Short problem –
Please check the discussion of 64-bit computing: which vendor does it say had 64-bits first?

Document passage –
┄┄┄┄┄┄

HewPaq is no longer a frontline R&D organization, it's a computer kitbuilder.
--Blair
"Not that there's anything wrong with that."
Sacreligous I tell ya!!
UNIX: about a decade across their whole market.
Actually, it's a lot less than a decade for most UNIX vendors.
DEC had 64-bits first; 1992/1993 I believe, with SGI not too long afterwards. So the two guys with lowest marketshare were pretty fast out of the blocks. But where were things a few years ago? By late 1998, all the RISC vendors had at least one 64-bit piece of hardware, with half of Sun and HP's product lines moved over, IBM just starting, and SGI shipping all 64-bit hardware. But various players hadn't finished all the OS-level stuff to support that. (Source for all that here.) The transition to 64-bits wasn't done for UNIX players even 3.5 years ago, so "across their whole market" is really way too strong a statement. Wintel ran on 64-bit Alpha support long ago, but actual 64-bit APIs were still in development back in that timeframe; I haven't seen how far along they are now.
At one point in my career, I analyzed 64 bit marketing for several projects. Basically, saying "we're 64-bit, they aren't" was never a very compelling argument to begin with. Sure, in a few cases (very large databases, but not very very large databases) it made a difference, but at the end of the day, it didn't win any hardware players a lot of business.
Saying "64-bit is better" is easy, showing that 64-bit is worth paying more money is typically hard.
You're right that 64-bit Intel will likely win over 64-bit RISC long-term is right. But Intel is having huge problems executing on 64-bit Intel stuff. Itanium was a loser. We'll see how competitive McKinley is.
Right now, and I suspect for some time to come, Sun and SGI will continue to sell better hardware primarily based on "more reliable", "more scalable" kinds of features within the hardware (as usual, features requiring OS support), not leaning too heavily on the 64-bit argument.

┄┄┄┄┄┄

Items from a dataset
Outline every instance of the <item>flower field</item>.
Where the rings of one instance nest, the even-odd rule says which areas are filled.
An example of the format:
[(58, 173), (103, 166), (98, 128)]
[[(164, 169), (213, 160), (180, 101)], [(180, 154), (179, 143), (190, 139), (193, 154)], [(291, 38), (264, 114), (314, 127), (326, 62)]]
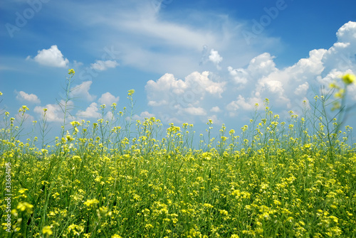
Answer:
[(18, 125), (5, 112), (0, 237), (356, 237), (352, 129), (326, 117), (328, 95), (287, 121), (266, 99), (241, 131), (223, 125), (215, 138), (209, 120), (198, 148), (193, 125), (171, 124), (162, 135), (159, 119), (131, 121), (130, 109), (116, 104), (109, 118), (102, 105), (95, 123), (65, 114), (51, 146), (46, 109), (43, 136), (23, 141), (28, 108)]

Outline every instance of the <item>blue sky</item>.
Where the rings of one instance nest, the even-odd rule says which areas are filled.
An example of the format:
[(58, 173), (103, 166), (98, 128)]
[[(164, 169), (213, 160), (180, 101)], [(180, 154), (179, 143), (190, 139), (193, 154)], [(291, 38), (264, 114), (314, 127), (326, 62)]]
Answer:
[(354, 0), (4, 0), (0, 106), (15, 115), (27, 105), (30, 122), (48, 108), (58, 128), (56, 99), (73, 68), (75, 120), (95, 121), (102, 104), (127, 106), (131, 89), (134, 119), (198, 132), (209, 119), (239, 129), (266, 97), (282, 117), (300, 113), (313, 90), (356, 72), (355, 9)]

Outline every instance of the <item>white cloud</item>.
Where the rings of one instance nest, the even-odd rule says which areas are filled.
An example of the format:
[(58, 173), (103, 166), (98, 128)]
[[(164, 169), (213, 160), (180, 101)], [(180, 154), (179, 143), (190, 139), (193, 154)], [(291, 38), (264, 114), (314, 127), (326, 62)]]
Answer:
[(193, 116), (205, 116), (206, 114), (205, 110), (201, 107), (189, 107), (185, 108), (184, 111)]
[(90, 105), (87, 107), (85, 111), (79, 110), (76, 116), (79, 118), (99, 118), (101, 114), (99, 113), (99, 108), (98, 107), (98, 104), (96, 102), (92, 102)]
[(71, 96), (75, 97), (82, 97), (89, 102), (94, 100), (96, 98), (96, 96), (92, 95), (89, 93), (92, 83), (93, 81), (85, 81), (80, 85), (75, 86), (70, 92)]
[(194, 72), (184, 80), (165, 74), (157, 81), (148, 81), (145, 89), (148, 104), (154, 107), (159, 117), (172, 119), (180, 117), (187, 120), (185, 116), (206, 116), (204, 105), (209, 100), (222, 98), (226, 83), (213, 80), (209, 72)]
[[(63, 100), (61, 100), (60, 103), (63, 105), (65, 104)], [(73, 104), (70, 101), (68, 102), (68, 105), (71, 107)], [(63, 122), (64, 118), (64, 113), (61, 106), (58, 104), (46, 104), (45, 107), (36, 107), (33, 109), (35, 112), (43, 114), (43, 109), (47, 109), (46, 112), (46, 117), (48, 121)], [(68, 109), (70, 111), (70, 109)], [(69, 116), (70, 117), (70, 116)]]
[(297, 95), (305, 95), (308, 89), (309, 89), (309, 84), (308, 83), (308, 82), (305, 82), (303, 85), (298, 86), (294, 93)]
[(209, 55), (209, 60), (214, 63), (214, 64), (216, 66), (218, 70), (221, 70), (221, 67), (219, 65), (223, 60), (223, 58), (220, 56), (219, 52), (217, 50), (214, 50), (211, 49), (210, 50), (210, 55)]
[(103, 71), (110, 67), (115, 68), (118, 65), (119, 63), (115, 60), (96, 60), (95, 63), (90, 65), (90, 67), (98, 71)]
[(15, 93), (16, 94), (16, 99), (19, 101), (27, 101), (33, 103), (41, 103), (41, 100), (38, 99), (36, 94), (27, 94), (23, 91), (17, 92), (15, 90)]
[(144, 121), (145, 120), (145, 118), (151, 118), (154, 117), (155, 114), (151, 114), (147, 111), (141, 112), (141, 114), (139, 115), (135, 114), (132, 117), (133, 120), (140, 120), (141, 121)]
[(221, 110), (220, 109), (220, 108), (219, 107), (211, 107), (211, 109), (210, 109), (210, 112), (220, 112)]
[(105, 104), (107, 107), (110, 107), (112, 103), (117, 103), (119, 102), (119, 97), (115, 97), (109, 92), (103, 94), (100, 98), (98, 100), (101, 104)]
[[(30, 56), (27, 57), (27, 59), (30, 58)], [(33, 60), (40, 65), (57, 67), (66, 67), (69, 63), (69, 60), (64, 58), (56, 45), (51, 46), (51, 48), (48, 50), (38, 50)]]

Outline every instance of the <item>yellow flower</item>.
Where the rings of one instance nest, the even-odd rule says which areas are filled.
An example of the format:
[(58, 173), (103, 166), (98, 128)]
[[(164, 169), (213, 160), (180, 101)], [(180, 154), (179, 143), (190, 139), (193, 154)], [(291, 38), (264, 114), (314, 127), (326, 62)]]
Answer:
[(342, 81), (348, 85), (355, 82), (355, 76), (354, 75), (346, 74), (342, 77)]
[(26, 188), (21, 188), (21, 189), (20, 189), (20, 190), (19, 190), (19, 193), (20, 193), (21, 194), (22, 194), (22, 193), (25, 193), (25, 192), (26, 192), (26, 190), (28, 190), (28, 189), (26, 189)]
[(90, 207), (97, 203), (99, 203), (99, 201), (95, 198), (87, 200), (87, 201), (84, 202), (84, 204), (86, 205), (88, 207)]
[(46, 226), (42, 229), (42, 233), (44, 234), (48, 234), (49, 235), (53, 234), (53, 232), (51, 230), (51, 227), (50, 226)]
[(26, 210), (26, 211), (30, 212), (30, 213), (31, 213), (33, 207), (33, 205), (25, 202), (23, 203), (21, 203), (21, 202), (19, 203), (16, 209), (19, 209), (22, 212), (23, 212)]

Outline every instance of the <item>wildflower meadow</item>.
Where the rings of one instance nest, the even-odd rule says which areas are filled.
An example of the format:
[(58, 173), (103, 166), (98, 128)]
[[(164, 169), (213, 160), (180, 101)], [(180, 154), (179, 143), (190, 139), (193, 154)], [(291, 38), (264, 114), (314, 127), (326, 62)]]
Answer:
[(356, 237), (356, 146), (342, 124), (355, 75), (288, 120), (266, 99), (241, 129), (214, 135), (209, 120), (200, 136), (133, 120), (133, 90), (127, 107), (71, 121), (74, 77), (53, 141), (46, 109), (28, 138), (26, 106), (0, 111), (1, 237)]

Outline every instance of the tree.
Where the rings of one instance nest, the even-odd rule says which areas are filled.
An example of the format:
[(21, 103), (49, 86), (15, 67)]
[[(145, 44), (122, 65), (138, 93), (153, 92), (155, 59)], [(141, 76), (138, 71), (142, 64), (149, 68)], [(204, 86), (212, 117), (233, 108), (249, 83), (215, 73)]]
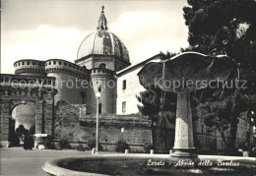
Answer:
[[(227, 130), (222, 114), (223, 111), (229, 110), (230, 113), (226, 114), (228, 118), (225, 119), (229, 123), (227, 147), (232, 149), (235, 145), (239, 114), (255, 111), (256, 2), (254, 0), (188, 0), (187, 2), (190, 6), (184, 7), (183, 12), (185, 25), (189, 29), (190, 47), (181, 51), (192, 50), (209, 55), (226, 54), (239, 63), (239, 79), (246, 81), (243, 88), (223, 91), (222, 98), (216, 101), (223, 101), (220, 103), (224, 103), (224, 106), (212, 117), (215, 119), (215, 125), (206, 122), (208, 126), (215, 126), (217, 129), (224, 126), (223, 130)], [(211, 98), (215, 99), (214, 96)], [(227, 99), (231, 99), (232, 104), (227, 103)], [(214, 106), (213, 103), (217, 102), (212, 102)], [(214, 107), (208, 109), (209, 116), (213, 109)]]
[(82, 103), (85, 104), (85, 98), (86, 98), (86, 96), (87, 96), (86, 92), (85, 92), (85, 91), (81, 91), (81, 92), (80, 92), (80, 95), (81, 95), (81, 97), (82, 97)]
[(136, 96), (142, 103), (142, 105), (138, 105), (138, 109), (152, 120), (154, 148), (167, 150), (169, 147), (166, 144), (166, 123), (175, 122), (176, 95), (164, 92), (154, 86), (148, 87), (146, 89)]

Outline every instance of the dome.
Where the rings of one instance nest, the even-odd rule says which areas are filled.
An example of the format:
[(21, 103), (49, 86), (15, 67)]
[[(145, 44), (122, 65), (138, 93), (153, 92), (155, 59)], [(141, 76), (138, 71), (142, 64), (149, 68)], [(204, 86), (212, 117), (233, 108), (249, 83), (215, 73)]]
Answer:
[(129, 54), (123, 42), (112, 32), (107, 30), (107, 22), (102, 11), (98, 19), (97, 29), (89, 34), (81, 43), (77, 59), (90, 54), (112, 55), (129, 62)]

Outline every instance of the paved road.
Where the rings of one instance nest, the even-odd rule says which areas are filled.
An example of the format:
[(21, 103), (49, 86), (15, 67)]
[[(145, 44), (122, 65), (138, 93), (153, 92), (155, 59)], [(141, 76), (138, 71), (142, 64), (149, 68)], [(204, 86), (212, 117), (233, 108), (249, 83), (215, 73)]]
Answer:
[(23, 147), (0, 148), (0, 175), (46, 175), (41, 166), (48, 159), (61, 156), (91, 154), (91, 151), (33, 149), (25, 150)]

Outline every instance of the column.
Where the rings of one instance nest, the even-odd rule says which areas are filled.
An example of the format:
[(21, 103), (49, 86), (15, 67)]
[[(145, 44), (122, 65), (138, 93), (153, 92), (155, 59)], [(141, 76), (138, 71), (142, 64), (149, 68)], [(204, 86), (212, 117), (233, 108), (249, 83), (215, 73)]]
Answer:
[(9, 101), (3, 100), (1, 102), (1, 147), (8, 147), (10, 145), (9, 142), (9, 118), (11, 118), (10, 112), (9, 112)]
[(53, 103), (50, 101), (46, 101), (44, 103), (44, 130), (45, 134), (52, 135), (52, 117), (53, 117)]
[(171, 156), (197, 156), (193, 139), (190, 91), (187, 89), (182, 89), (177, 92), (175, 141), (173, 149), (175, 152), (173, 152)]
[(36, 110), (35, 110), (35, 134), (42, 134), (43, 129), (43, 107), (42, 100), (38, 100), (36, 102)]

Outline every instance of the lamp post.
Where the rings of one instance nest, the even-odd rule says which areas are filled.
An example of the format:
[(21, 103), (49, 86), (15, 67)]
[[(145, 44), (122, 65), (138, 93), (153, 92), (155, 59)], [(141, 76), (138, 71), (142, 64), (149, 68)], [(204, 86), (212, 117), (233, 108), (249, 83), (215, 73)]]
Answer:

┄┄┄┄┄┄

Exercise result –
DEC, around 1992/1993.